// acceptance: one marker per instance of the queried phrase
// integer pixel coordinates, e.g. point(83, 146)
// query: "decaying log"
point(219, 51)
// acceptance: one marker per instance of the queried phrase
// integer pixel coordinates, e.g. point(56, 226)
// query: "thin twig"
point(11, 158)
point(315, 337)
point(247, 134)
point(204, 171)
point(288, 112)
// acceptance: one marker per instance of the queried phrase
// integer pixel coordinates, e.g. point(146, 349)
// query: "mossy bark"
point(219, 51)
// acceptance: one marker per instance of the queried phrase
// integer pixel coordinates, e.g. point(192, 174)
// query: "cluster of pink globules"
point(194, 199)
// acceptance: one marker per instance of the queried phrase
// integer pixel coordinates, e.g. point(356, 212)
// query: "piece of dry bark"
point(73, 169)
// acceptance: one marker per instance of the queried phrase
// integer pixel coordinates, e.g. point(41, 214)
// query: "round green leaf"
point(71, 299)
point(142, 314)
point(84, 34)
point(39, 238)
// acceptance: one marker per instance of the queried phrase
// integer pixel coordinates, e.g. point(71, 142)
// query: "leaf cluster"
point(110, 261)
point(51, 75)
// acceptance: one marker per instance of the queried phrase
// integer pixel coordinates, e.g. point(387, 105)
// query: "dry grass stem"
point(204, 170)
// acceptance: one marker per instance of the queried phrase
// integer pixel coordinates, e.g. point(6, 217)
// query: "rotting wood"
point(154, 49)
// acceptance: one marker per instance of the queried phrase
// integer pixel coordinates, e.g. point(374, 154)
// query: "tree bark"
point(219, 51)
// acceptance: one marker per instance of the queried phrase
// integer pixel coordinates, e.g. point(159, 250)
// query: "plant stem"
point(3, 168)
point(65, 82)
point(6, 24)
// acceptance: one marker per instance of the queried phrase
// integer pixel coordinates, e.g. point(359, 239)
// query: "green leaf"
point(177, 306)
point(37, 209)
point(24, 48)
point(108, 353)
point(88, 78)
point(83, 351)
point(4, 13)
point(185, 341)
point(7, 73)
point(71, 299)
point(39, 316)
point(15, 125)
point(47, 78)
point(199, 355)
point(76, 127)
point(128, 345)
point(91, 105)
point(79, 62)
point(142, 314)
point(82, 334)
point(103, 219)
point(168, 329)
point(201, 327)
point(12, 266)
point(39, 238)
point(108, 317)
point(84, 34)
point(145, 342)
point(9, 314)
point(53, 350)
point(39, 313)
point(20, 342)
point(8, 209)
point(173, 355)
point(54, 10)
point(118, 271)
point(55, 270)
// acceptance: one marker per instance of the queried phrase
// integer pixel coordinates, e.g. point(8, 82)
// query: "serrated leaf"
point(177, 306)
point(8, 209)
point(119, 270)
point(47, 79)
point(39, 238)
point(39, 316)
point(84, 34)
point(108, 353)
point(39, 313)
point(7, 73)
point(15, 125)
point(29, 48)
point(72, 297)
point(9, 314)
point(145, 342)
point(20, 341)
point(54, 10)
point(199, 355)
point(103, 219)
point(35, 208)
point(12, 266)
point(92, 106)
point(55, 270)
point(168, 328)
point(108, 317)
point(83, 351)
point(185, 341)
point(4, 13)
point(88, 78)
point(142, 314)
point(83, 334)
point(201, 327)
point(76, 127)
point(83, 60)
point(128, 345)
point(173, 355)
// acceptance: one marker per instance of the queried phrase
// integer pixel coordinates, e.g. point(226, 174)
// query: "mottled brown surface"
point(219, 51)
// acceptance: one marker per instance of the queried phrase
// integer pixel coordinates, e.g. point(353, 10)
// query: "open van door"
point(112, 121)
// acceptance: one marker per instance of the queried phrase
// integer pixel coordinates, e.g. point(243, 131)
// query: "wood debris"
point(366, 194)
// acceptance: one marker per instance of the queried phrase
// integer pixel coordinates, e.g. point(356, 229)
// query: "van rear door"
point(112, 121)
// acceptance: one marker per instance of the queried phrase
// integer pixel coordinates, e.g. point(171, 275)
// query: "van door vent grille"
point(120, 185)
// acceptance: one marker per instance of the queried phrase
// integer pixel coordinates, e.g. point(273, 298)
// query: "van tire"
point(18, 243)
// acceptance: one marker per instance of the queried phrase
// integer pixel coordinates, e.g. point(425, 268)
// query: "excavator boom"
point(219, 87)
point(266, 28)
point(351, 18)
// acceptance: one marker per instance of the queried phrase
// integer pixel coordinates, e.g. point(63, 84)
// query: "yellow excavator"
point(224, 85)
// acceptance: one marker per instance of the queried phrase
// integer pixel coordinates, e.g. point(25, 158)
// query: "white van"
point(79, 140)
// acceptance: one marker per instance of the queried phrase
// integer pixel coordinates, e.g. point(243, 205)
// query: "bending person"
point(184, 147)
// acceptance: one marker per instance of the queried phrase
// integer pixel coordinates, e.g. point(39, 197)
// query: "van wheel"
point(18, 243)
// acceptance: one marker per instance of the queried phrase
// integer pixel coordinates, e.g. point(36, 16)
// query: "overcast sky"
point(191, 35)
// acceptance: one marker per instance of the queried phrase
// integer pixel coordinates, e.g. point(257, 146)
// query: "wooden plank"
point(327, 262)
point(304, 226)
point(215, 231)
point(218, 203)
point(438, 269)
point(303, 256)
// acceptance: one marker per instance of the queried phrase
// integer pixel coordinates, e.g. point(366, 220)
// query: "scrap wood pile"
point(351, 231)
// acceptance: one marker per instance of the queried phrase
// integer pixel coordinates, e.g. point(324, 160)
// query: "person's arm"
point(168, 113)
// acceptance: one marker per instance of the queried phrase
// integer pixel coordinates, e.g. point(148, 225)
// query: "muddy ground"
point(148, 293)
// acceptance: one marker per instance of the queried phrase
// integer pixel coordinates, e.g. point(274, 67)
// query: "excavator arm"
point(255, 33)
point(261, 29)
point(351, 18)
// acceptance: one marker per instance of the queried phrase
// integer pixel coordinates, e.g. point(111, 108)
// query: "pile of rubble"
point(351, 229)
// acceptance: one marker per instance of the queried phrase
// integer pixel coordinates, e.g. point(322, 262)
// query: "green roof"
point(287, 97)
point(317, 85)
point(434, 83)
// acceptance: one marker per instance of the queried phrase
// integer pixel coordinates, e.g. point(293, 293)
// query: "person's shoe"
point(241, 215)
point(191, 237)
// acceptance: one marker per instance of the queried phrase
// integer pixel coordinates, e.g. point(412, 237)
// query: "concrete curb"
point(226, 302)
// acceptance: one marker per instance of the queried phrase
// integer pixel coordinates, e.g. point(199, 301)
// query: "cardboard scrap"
_ _ _ _ _
Exercise description> Each record must be returned in full and exactly.

Answer section>
// acceptance: one marker per instance of the queried phrase
// integer pixel coordinates, e.g. point(83, 146)
// query: "decaying log"
point(219, 51)
// acceptance: one marker per instance of the queried phrase
// integer pixel coordinates, e.g. point(56, 226)
// query: "thin twig"
point(11, 158)
point(315, 337)
point(247, 134)
point(204, 171)
point(288, 112)
// acceptance: one marker per instance of the queried phrase
// integer pixel coordinates, e.g. point(146, 349)
// query: "mossy bark"
point(219, 51)
// acceptance: one marker per instance of the queried phrase
// integer pixel coordinates, e.g. point(192, 174)
// query: "cluster of pink globules"
point(194, 199)
// acceptance: one marker per instance of the queried phrase
// integer pixel coordinates, e.g. point(356, 212)
// query: "piece of dry bark"
point(73, 169)
// acceptance: one marker per instance of the queried phrase
// integer pixel coordinates, e.g. point(41, 214)
// query: "round green leaf"
point(71, 299)
point(142, 314)
point(84, 34)
point(39, 238)
// acceptance: one marker per instance of the queried phrase
// integer pixel coordinates, e.g. point(71, 142)
// query: "leaf cluster"
point(110, 261)
point(51, 75)
// acceptance: one marker per instance of the queried phrase
// integer pixel coordinates, e.g. point(387, 105)
// query: "dry grass stem"
point(204, 170)
// acceptance: one marker per instance of the queried phrase
// integer pixel coordinates, e.g. point(6, 217)
// query: "rotting wood"
point(154, 49)
// acceptance: one marker per instance of the queried phrase
// integer pixel coordinates, e.g. point(374, 154)
// query: "tree bark"
point(219, 51)
// acceptance: one marker per instance of the queried phrase
// integer pixel coordinates, e.g. point(159, 250)
// query: "plant stem"
point(3, 168)
point(65, 82)
point(6, 24)
// acceptance: one marker per instance of the queried phrase
// integer pixel coordinates, e.g. point(359, 239)
// query: "green leaf"
point(177, 306)
point(37, 209)
point(24, 48)
point(108, 353)
point(88, 78)
point(83, 351)
point(4, 13)
point(185, 341)
point(7, 73)
point(71, 299)
point(39, 316)
point(15, 125)
point(47, 78)
point(199, 355)
point(76, 127)
point(128, 345)
point(91, 105)
point(79, 62)
point(142, 314)
point(82, 334)
point(103, 219)
point(168, 329)
point(201, 327)
point(12, 266)
point(39, 238)
point(108, 317)
point(84, 34)
point(145, 342)
point(9, 314)
point(53, 350)
point(39, 313)
point(20, 342)
point(8, 209)
point(173, 355)
point(54, 10)
point(118, 271)
point(55, 270)
// acceptance: one marker per instance of the queried phrase
// integer pixel coordinates, e.g. point(8, 82)
// query: "serrated leaf"
point(177, 306)
point(8, 209)
point(119, 270)
point(47, 79)
point(39, 238)
point(39, 316)
point(84, 34)
point(108, 353)
point(39, 313)
point(7, 73)
point(15, 125)
point(29, 48)
point(72, 297)
point(9, 314)
point(145, 342)
point(20, 341)
point(54, 10)
point(199, 355)
point(103, 219)
point(35, 208)
point(12, 266)
point(92, 106)
point(55, 270)
point(168, 328)
point(108, 317)
point(83, 351)
point(185, 341)
point(4, 13)
point(88, 78)
point(142, 314)
point(83, 334)
point(201, 327)
point(76, 127)
point(83, 60)
point(128, 345)
point(173, 355)
// acceptance: one marker per instance of the queried phrase
// integer pixel coordinates, e.g. point(226, 174)
// query: "mottled brown surface"
point(219, 51)
// acceptance: one marker per instance of the queried phrase
// integer pixel coordinates, e.g. point(353, 10)
// query: "open van door"
point(112, 121)
// acceptance: one marker per instance of the queried phrase
// integer pixel coordinates, e.g. point(243, 131)
// query: "wood debris"
point(366, 194)
// acceptance: one marker per instance of the queried phrase
// integer pixel coordinates, e.g. point(356, 229)
// query: "van rear door"
point(112, 121)
// acceptance: one marker per instance of the queried phrase
// integer pixel coordinates, e.g. point(171, 275)
// query: "van door vent grille"
point(120, 185)
// acceptance: one marker per instance of the queried phrase
// integer pixel coordinates, e.g. point(273, 298)
// query: "van tire"
point(18, 243)
// acceptance: one marker per instance of the queried phrase
// integer pixel coordinates, e.g. point(425, 268)
// query: "excavator boom"
point(219, 87)
point(266, 28)
point(351, 18)
// acceptance: one marker per instance of the queried phrase
// integer pixel coordinates, e.g. point(63, 84)
// query: "yellow excavator"
point(224, 85)
// acceptance: one marker per instance of the queried phrase
// integer pixel coordinates, e.g. point(25, 158)
// query: "white van"
point(79, 140)
// acceptance: one marker per instance of the queried phrase
// integer pixel coordinates, e.g. point(243, 205)
// query: "bending person"
point(184, 147)
// acceptance: one marker per instance of the queried phrase
// integer pixel coordinates, e.g. point(39, 197)
// query: "van wheel"
point(18, 243)
// acceptance: one marker per instance of the queried phrase
// integer pixel coordinates, e.g. point(36, 16)
// query: "overcast sky"
point(191, 35)
// acceptance: one marker per instance of the queried phrase
// integer pixel coordinates, e.g. point(257, 146)
// query: "wooden plank"
point(327, 262)
point(304, 226)
point(215, 231)
point(218, 203)
point(438, 269)
point(303, 256)
// acceptance: one marker per instance of the queried phrase
// integer pixel coordinates, e.g. point(366, 220)
// query: "scrap wood pile"
point(351, 231)
// acceptance: one marker per instance of the queried phrase
// integer pixel coordinates, e.g. point(324, 160)
// query: "person's arm"
point(168, 113)
// acceptance: one marker per instance of the queried phrase
// integer pixel coordinates, e.g. point(148, 225)
// query: "muddy ground"
point(148, 293)
// acceptance: one marker per instance of the queried phrase
// integer pixel coordinates, e.g. point(274, 67)
// query: "excavator arm"
point(255, 33)
point(261, 29)
point(351, 18)
// acceptance: one marker per instance of the queried phrase
// integer pixel coordinates, e.g. point(111, 108)
// query: "pile of rubble"
point(351, 229)
// acceptance: one marker per instance of the queried phrase
// integer pixel coordinates, e.g. point(322, 262)
// query: "green roof"
point(287, 97)
point(317, 85)
point(434, 83)
// acceptance: one marker per instance of the queried phrase
// integer pixel coordinates, e.g. point(293, 293)
// query: "person's shoe"
point(241, 215)
point(191, 237)
// acceptance: one marker per instance of the queried phrase
// integer pixel coordinates, e.g. point(412, 237)
// query: "concrete curb"
point(226, 302)
// acceptance: one marker per instance of the queried phrase
// integer pixel coordinates, e.g. point(199, 301)
// query: "cardboard scrap"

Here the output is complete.